§ SOURCE RECORDS
------------------------------

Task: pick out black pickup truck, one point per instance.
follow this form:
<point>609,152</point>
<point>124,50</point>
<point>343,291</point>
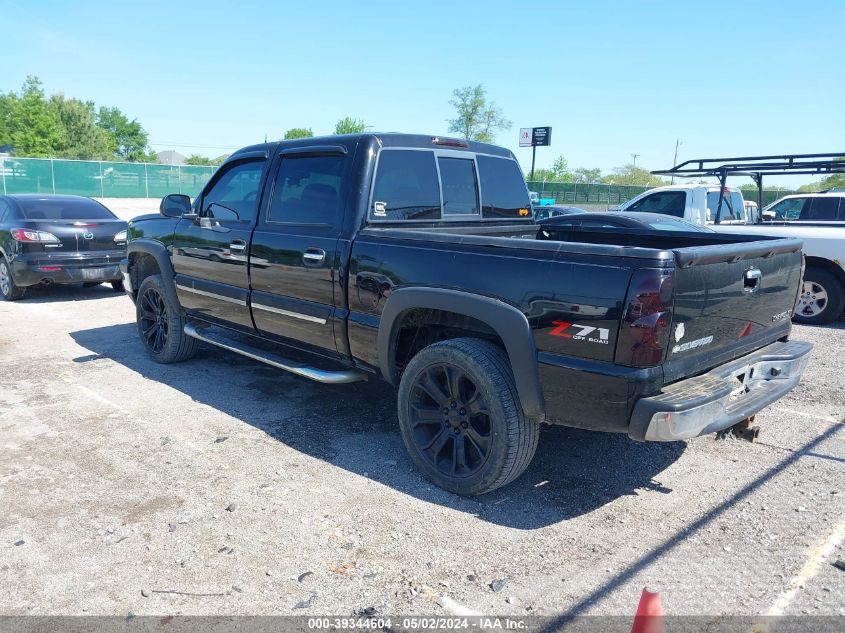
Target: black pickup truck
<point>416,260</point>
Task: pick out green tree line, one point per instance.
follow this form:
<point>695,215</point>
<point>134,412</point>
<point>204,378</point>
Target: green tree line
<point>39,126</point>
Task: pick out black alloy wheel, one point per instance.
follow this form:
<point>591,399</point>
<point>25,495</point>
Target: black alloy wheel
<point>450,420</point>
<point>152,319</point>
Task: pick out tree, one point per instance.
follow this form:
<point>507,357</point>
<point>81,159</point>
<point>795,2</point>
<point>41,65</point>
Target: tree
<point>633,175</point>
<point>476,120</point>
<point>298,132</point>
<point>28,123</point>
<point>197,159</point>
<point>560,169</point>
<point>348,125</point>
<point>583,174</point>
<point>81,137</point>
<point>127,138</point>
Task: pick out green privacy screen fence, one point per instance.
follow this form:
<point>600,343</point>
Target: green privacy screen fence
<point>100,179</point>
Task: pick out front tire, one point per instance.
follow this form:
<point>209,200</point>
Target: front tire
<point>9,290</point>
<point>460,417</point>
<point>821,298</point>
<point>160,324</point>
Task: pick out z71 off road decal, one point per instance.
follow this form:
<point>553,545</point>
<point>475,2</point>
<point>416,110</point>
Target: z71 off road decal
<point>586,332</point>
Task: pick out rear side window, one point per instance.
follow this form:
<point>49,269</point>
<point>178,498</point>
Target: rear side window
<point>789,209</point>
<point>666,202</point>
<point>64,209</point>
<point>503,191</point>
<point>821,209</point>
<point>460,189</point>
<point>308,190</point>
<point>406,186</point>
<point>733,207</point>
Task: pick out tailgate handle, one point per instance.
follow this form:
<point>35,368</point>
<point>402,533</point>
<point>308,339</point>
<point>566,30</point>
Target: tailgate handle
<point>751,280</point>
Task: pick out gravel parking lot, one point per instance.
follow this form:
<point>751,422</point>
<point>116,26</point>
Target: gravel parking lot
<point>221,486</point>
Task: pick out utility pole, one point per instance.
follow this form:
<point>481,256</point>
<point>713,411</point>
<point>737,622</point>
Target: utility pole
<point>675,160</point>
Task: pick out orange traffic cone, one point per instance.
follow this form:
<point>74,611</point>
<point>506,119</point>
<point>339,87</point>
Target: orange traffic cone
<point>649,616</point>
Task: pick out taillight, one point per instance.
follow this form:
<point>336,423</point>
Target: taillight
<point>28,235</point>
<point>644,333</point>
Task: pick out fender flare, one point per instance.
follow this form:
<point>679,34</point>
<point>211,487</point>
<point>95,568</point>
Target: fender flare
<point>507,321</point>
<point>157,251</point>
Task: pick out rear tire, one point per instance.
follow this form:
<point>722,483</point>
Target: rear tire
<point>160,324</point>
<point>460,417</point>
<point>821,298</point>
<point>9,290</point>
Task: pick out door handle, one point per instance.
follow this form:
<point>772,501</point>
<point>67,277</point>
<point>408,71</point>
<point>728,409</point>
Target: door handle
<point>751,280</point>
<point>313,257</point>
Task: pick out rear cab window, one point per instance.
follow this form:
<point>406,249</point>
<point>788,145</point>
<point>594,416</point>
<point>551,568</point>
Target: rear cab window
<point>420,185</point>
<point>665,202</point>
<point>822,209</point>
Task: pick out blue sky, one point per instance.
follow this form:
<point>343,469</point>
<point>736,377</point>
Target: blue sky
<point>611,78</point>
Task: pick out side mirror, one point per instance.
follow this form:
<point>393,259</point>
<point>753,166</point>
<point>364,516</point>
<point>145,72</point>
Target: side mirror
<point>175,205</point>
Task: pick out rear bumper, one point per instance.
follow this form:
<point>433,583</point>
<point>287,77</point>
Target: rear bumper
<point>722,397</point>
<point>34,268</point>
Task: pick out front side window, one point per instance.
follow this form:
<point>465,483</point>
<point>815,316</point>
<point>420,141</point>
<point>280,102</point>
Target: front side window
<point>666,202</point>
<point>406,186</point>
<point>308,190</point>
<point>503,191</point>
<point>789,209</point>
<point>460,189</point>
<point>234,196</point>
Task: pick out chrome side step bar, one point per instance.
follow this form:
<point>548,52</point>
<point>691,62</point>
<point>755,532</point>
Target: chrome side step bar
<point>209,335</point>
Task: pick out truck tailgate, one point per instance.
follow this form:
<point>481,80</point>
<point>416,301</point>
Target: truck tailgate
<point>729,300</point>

------------------------------

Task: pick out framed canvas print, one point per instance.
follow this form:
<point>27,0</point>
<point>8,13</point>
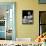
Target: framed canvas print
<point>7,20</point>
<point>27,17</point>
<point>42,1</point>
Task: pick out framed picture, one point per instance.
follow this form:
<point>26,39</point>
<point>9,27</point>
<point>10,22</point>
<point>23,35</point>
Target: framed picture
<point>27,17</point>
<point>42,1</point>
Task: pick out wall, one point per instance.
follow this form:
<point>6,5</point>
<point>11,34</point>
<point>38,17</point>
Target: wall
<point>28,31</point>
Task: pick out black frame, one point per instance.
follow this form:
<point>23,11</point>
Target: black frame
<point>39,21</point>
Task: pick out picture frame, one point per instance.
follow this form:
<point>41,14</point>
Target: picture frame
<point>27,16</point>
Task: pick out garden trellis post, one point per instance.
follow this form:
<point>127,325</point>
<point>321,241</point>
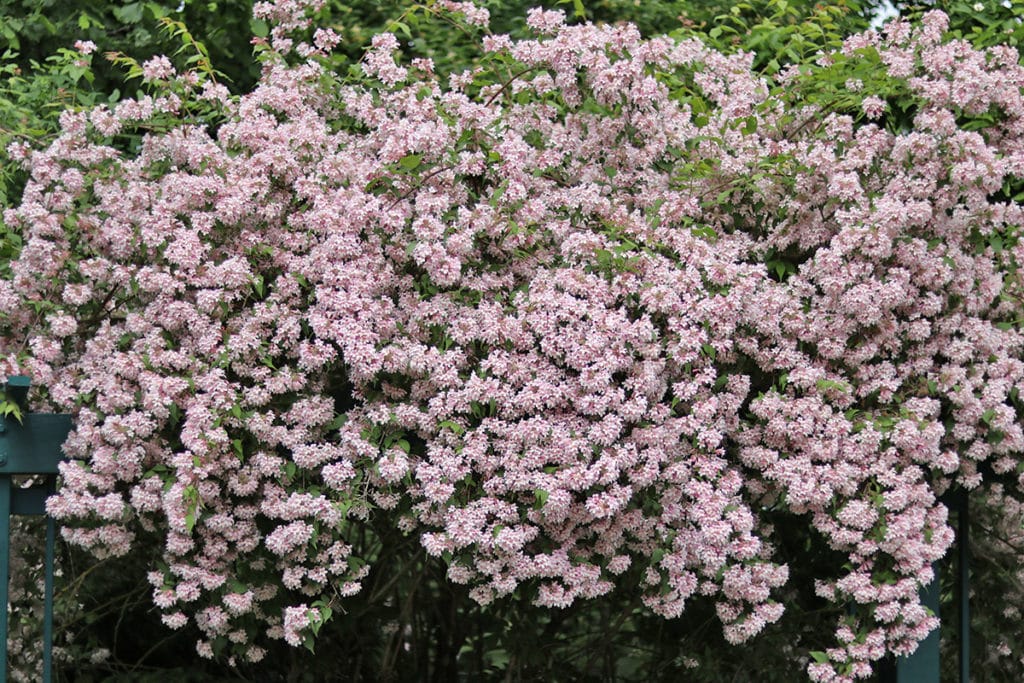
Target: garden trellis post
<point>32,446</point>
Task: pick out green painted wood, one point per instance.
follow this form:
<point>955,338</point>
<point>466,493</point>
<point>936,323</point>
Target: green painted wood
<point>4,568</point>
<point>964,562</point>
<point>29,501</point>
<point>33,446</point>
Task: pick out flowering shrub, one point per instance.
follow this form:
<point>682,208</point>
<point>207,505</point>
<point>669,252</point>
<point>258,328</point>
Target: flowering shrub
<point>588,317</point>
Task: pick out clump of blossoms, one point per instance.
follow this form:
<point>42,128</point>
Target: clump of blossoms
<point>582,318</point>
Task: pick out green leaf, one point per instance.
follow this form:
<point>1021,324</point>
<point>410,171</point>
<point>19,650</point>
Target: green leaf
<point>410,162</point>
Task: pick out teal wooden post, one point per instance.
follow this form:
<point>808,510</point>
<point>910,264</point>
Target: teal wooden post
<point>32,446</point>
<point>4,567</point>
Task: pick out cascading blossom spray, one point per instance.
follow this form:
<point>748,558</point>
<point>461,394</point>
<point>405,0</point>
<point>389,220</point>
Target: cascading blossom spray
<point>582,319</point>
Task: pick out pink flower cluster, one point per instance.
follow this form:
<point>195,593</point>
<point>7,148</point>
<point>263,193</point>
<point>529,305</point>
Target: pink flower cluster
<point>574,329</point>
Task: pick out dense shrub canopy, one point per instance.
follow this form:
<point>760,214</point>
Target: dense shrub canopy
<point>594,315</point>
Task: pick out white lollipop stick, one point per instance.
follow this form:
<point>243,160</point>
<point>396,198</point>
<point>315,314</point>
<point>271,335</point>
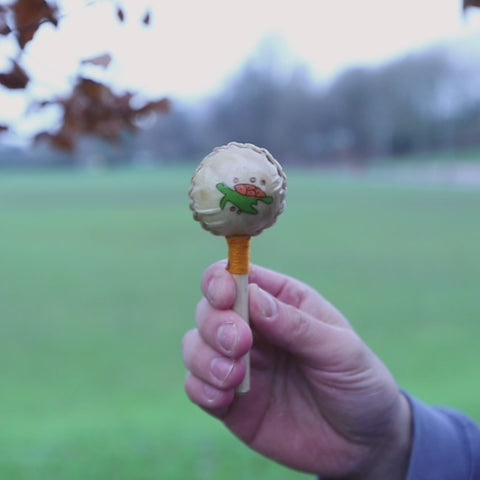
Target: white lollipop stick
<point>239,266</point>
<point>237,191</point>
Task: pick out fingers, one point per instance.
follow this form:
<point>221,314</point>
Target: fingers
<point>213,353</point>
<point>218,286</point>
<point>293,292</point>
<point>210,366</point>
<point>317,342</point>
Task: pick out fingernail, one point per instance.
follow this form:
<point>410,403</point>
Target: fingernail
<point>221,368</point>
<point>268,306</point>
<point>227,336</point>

------------------------------

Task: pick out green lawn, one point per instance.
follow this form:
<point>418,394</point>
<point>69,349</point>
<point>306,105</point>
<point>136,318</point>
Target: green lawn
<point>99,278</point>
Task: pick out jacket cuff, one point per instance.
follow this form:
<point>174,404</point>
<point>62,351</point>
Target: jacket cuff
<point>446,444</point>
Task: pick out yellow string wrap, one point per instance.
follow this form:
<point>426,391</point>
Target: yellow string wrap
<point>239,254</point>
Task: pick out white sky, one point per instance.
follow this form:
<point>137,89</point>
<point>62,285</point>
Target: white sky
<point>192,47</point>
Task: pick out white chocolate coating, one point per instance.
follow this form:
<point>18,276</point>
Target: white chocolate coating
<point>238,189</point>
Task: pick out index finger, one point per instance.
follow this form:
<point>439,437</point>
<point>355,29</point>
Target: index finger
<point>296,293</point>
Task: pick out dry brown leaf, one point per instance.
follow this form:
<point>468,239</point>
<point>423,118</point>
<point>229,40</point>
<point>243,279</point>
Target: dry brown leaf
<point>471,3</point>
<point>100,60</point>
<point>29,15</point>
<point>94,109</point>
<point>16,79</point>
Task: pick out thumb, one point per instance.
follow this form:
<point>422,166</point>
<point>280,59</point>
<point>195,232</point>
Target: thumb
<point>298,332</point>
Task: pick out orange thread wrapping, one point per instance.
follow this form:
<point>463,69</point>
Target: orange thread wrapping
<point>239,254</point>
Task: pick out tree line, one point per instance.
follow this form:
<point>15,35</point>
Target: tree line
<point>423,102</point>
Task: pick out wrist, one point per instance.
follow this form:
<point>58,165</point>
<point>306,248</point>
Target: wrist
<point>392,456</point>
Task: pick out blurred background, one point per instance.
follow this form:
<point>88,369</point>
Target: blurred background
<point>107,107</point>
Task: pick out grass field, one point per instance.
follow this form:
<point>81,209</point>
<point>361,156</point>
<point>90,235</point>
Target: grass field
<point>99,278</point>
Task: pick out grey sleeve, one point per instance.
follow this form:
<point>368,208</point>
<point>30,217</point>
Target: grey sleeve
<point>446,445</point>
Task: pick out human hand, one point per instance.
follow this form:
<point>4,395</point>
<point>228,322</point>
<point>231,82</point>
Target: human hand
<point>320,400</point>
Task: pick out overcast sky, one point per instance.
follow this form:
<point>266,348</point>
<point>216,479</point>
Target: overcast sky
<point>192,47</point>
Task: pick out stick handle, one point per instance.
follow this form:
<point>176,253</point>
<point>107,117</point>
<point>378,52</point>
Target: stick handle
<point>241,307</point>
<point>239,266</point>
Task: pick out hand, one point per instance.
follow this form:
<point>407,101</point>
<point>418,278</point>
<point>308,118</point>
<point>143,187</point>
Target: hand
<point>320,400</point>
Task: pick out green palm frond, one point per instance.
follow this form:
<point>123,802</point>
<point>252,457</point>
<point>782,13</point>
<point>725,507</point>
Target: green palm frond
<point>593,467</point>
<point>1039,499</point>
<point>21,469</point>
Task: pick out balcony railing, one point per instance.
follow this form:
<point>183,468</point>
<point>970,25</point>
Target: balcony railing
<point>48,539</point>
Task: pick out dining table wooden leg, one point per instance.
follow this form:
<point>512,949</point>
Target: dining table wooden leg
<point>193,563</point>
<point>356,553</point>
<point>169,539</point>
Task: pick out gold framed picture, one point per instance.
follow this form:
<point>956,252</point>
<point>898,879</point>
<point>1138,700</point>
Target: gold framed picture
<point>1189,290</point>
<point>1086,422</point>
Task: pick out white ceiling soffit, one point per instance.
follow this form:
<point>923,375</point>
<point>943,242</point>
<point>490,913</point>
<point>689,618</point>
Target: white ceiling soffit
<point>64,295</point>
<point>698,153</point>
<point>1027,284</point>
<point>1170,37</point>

------------------------------

§ EXERCISE REQUIREMENTS
Rewrite the material from the line with "Task: pick out utility" up to and including the line with "<point>675,160</point>" as a numbered list, dropping any blank lines.

§ TASK RESPONSE
1. Task: pick out utility pole, one point per instance.
2. follow this form:
3. <point>481,256</point>
4. <point>713,411</point>
5. <point>737,622</point>
6. Target: utility pole
7. <point>675,160</point>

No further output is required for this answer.